Please quote every line word for word.

◆ ◆ ◆ ◆ ◆

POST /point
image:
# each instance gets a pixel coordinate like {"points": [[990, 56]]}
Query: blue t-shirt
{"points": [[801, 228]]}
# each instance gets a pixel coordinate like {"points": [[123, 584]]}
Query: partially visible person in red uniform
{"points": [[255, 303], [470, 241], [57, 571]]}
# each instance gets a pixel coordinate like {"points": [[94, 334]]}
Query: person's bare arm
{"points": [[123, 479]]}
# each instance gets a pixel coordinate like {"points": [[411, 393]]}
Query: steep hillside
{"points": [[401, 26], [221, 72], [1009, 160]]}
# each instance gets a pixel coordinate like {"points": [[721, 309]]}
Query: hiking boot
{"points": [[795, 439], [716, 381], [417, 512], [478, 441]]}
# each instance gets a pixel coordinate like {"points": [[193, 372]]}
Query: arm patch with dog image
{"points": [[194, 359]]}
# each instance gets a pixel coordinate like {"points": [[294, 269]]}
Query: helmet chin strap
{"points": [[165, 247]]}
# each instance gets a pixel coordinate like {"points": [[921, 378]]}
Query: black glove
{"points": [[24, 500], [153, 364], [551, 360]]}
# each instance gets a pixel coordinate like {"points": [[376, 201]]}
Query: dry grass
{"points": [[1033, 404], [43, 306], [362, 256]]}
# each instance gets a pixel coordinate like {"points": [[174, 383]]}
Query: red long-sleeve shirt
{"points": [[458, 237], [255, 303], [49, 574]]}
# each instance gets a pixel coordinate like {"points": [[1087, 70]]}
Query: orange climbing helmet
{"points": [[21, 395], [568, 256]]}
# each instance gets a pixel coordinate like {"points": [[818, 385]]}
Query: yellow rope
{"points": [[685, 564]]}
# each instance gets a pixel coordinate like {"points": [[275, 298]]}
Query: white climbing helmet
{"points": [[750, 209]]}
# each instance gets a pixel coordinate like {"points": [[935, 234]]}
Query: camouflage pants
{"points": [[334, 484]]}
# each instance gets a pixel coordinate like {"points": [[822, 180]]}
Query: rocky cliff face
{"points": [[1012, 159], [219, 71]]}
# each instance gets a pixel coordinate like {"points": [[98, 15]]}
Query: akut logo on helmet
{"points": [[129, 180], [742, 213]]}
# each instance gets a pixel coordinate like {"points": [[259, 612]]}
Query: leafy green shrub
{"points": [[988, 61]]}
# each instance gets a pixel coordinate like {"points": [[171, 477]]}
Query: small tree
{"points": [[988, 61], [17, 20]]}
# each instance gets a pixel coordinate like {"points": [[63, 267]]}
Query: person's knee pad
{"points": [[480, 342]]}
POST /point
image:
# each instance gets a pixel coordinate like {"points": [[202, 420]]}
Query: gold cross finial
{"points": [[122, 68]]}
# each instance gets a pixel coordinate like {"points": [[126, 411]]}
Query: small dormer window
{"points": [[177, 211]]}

◆ ◆ ◆ ◆ ◆

RESPONSE TO THIS EXERCISE
POST /point
image:
# each instance gets a pixel coordinate like {"points": [[990, 56]]}
Query: blue t-shirt
{"points": [[801, 228]]}
# each instance gets a pixel coordinate like {"points": [[123, 584]]}
Query: partially visible person in red uniform
{"points": [[255, 303], [470, 241], [57, 571]]}
# each instance gets a pixel coordinate like {"points": [[94, 334]]}
Query: person's bare arm
{"points": [[123, 479]]}
# each instance gets a pixel coordinate like {"points": [[411, 393]]}
Query: steep hillside
{"points": [[401, 26], [221, 72], [1009, 160]]}
# each instance gets a pixel coordinate like {"points": [[721, 309]]}
Query: hiking boot
{"points": [[795, 439], [716, 381], [417, 512], [478, 441]]}
# each instance gets a pixel coordinate like {"points": [[193, 372]]}
Query: arm patch with dog image
{"points": [[194, 359]]}
# each instance gets a pixel coordinate like {"points": [[294, 269]]}
Query: helmet chin strap
{"points": [[165, 247]]}
# each instance gets a pixel coordinate like {"points": [[921, 378]]}
Query: black glove
{"points": [[24, 500], [153, 364], [551, 360]]}
# each instance gets a pixel coordinate like {"points": [[376, 201]]}
Query: dry grass
{"points": [[1033, 404], [43, 306], [362, 256]]}
# each instance gets a pixel coordinate like {"points": [[174, 383]]}
Query: red long-sleeve shirt
{"points": [[458, 237], [255, 303], [49, 574]]}
# each instance gets a pixel coordinate like {"points": [[1087, 70]]}
Query: orange climbing helmet
{"points": [[21, 395], [568, 256]]}
# each instance gets a pixel coordinate like {"points": [[818, 385]]}
Query: yellow rope
{"points": [[685, 564]]}
# each instance gets a pixel coordinate like {"points": [[275, 298]]}
Query: white climbing helmet
{"points": [[750, 209]]}
# each instance gets a pixel coordinate like {"points": [[935, 234]]}
Query: camouflage pants
{"points": [[334, 484]]}
# each instance gets a pixel coordinate like {"points": [[822, 180]]}
Query: rocky cliff face
{"points": [[1012, 159], [219, 71]]}
# each instance gets a pixel coordinate like {"points": [[98, 15]]}
Query: akut logo on helmet
{"points": [[129, 180], [742, 213]]}
# each instance gets a pixel coordinate like {"points": [[259, 612]]}
Query: leafy green shrub
{"points": [[988, 61]]}
# each instance gets a pixel coordinate like {"points": [[171, 477]]}
Query: small tree
{"points": [[988, 61], [17, 20]]}
# each instance gets a pixel coordinate like {"points": [[63, 267]]}
Query: person's knee pad
{"points": [[480, 342]]}
POST /point
image:
# each instance gets a pixel coordinate like {"points": [[202, 420]]}
Query: gold cross finial
{"points": [[122, 68]]}
# each instance gets a pixel coordinate like {"points": [[126, 411]]}
Query: small dormer window
{"points": [[177, 211]]}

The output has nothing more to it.